Saved data entries
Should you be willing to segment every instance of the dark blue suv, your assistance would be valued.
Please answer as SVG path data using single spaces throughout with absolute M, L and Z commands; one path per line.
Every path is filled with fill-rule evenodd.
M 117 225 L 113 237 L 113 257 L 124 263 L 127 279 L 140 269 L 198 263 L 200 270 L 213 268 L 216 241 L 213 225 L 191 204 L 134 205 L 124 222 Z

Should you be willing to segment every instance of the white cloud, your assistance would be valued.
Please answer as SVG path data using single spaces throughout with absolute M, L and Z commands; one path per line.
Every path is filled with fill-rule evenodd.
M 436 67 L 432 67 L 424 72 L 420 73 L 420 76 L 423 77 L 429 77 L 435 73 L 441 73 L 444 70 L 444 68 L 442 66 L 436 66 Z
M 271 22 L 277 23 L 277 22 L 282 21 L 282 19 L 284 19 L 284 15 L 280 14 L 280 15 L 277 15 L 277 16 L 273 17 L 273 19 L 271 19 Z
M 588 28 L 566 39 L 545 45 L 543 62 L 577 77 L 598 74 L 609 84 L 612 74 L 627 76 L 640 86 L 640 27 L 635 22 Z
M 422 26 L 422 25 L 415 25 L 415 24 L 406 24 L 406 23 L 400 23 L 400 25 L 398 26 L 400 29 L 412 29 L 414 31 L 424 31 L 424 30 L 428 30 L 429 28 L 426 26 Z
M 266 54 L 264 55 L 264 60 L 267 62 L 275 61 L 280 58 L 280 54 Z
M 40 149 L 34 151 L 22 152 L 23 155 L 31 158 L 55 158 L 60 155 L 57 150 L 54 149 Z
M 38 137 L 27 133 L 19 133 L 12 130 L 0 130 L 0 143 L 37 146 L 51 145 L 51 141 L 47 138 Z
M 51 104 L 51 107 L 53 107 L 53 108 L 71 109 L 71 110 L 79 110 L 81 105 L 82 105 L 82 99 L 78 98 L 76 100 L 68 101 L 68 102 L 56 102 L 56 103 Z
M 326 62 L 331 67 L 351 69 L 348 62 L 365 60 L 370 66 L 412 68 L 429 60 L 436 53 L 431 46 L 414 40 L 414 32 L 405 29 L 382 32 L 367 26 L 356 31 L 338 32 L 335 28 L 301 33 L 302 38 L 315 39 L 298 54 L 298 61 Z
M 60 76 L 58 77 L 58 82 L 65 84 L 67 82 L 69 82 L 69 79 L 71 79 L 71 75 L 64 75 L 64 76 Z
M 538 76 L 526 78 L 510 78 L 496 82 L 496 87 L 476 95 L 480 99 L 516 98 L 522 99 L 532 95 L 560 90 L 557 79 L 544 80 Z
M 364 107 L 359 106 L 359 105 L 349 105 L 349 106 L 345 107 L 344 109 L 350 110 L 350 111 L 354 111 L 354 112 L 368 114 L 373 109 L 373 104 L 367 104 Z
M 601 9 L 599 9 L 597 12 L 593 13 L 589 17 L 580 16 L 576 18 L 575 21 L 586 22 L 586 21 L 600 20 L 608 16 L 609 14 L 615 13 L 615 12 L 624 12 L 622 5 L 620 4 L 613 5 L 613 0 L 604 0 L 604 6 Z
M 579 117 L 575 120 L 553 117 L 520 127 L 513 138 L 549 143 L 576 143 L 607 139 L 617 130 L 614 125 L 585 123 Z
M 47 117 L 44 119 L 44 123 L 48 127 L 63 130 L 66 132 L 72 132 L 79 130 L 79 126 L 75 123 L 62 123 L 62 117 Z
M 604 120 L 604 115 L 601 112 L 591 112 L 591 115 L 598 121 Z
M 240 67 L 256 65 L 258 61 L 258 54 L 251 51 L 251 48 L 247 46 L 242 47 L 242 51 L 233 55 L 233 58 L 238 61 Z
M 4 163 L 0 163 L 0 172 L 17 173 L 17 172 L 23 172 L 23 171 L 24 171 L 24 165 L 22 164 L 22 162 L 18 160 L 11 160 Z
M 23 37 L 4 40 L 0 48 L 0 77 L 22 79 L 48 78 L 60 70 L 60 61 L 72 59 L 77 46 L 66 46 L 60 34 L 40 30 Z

==

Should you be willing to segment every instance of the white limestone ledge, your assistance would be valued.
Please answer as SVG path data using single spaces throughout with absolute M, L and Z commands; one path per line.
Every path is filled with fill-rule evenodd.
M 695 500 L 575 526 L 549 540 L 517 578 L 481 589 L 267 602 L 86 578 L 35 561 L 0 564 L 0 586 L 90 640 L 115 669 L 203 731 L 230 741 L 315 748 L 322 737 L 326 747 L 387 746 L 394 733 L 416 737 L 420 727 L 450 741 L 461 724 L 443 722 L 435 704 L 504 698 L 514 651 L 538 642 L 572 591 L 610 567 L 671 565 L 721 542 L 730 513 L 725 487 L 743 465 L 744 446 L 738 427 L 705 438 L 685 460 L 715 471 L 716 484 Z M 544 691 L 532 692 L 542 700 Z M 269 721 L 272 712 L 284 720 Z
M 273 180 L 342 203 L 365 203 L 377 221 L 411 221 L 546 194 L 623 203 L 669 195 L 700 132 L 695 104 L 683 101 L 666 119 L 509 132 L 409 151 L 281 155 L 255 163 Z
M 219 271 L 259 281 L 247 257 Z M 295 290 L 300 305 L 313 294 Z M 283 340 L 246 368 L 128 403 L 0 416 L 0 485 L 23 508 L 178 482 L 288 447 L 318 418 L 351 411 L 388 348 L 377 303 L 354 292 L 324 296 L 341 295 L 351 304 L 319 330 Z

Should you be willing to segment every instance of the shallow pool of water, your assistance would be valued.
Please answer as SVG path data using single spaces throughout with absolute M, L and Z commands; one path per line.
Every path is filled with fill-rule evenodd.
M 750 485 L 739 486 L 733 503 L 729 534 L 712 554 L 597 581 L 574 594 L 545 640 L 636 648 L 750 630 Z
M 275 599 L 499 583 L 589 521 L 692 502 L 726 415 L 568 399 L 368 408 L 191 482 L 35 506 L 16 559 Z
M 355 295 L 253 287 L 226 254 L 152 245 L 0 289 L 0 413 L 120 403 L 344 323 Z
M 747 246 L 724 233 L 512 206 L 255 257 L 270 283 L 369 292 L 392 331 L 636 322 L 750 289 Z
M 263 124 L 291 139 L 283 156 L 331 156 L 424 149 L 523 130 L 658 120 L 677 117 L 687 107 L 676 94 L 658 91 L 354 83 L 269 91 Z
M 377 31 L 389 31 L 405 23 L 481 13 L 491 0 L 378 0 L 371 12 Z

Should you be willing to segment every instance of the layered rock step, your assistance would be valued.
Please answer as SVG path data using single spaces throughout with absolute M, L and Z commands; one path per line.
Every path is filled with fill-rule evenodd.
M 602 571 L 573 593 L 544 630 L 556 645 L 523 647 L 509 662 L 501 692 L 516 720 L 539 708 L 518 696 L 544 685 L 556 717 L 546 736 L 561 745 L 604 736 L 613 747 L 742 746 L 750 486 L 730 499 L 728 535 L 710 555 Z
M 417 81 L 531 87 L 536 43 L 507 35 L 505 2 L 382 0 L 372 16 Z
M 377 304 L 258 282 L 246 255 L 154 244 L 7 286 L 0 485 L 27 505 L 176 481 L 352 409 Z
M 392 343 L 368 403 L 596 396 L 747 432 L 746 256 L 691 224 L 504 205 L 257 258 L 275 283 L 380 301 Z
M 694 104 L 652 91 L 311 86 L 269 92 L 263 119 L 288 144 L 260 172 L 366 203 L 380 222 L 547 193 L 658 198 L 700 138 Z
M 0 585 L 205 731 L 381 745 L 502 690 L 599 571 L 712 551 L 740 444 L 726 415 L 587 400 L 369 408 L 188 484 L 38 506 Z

(What this task involves):
Copy out each line of the data where the string "your" appears.

(Exercise result):
Should you be willing to segment every instance of the dark blue suv, your assistance would be valued.
Should you be willing to segment every instance of the white cloud, your assistance would be valued.
Should you be willing to segment every instance of the white limestone ledge, your assistance would be valued.
Should you be willing to segment every instance of the shallow pool of water, your assistance would be valued.
Should you be willing to segment every instance of the layered rock step, your assistance would be valued.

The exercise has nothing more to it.